_Task requirements_. Copy the records from the line containing "For the evaluation, point out each instance of the rider" through the end, changing every "integer pixels" to "whole-number pixels" and leaving all else as it stands.

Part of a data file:
--- Start ---

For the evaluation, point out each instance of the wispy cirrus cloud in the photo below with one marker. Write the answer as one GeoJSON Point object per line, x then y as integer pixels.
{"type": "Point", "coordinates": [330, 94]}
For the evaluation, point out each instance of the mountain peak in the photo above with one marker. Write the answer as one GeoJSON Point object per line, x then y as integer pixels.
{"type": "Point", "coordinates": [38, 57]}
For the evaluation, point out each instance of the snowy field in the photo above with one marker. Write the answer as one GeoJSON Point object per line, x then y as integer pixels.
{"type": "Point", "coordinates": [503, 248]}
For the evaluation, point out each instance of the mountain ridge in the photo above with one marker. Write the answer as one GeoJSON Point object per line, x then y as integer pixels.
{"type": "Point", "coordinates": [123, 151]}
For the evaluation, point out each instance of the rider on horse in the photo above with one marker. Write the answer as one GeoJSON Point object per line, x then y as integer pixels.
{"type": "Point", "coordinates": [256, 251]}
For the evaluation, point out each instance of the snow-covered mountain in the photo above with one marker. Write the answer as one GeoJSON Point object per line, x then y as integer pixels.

--- End ---

_Answer to the problem_.
For the evaluation, point out each instance of the rider on horse in the photo above with one marker. Write the answer as one GeoJSON Point object per line, x then y as whole-number pixels.
{"type": "Point", "coordinates": [256, 251]}
For the evaluation, point out each instance of the snow-covered mountain in the photo above with one marker. Write the answer as one GeoJSON Point object per line, x then y as whole-number pixels.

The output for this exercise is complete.